_REQUIREMENTS:_
Turn each line of the rows below into a Markdown table with two columns, "No." for the line number and "Line" for its text. Leave out any blank lines.

[Coordinate annotation rows]
━━━━━━━━━━━━━━━━━━━━

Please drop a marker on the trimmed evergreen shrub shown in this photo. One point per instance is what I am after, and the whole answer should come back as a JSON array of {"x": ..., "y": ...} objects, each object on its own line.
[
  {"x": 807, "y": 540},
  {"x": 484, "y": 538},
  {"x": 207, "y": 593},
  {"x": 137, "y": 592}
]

━━━━━━━━━━━━━━━━━━━━

_TASK RESPONSE:_
| No. | Line |
|---|---|
| 1 | Please drop a marker on the trimmed evergreen shrub shown in this photo. One point per instance is what I am after, and the whole answer should come back as a JSON array of {"x": ..., "y": ...} objects, each object on its own line. |
| 2 | [ |
| 3 |   {"x": 807, "y": 540}, |
| 4 |   {"x": 484, "y": 538}, |
| 5 |   {"x": 207, "y": 593}, |
| 6 |   {"x": 137, "y": 592} |
| 7 | ] |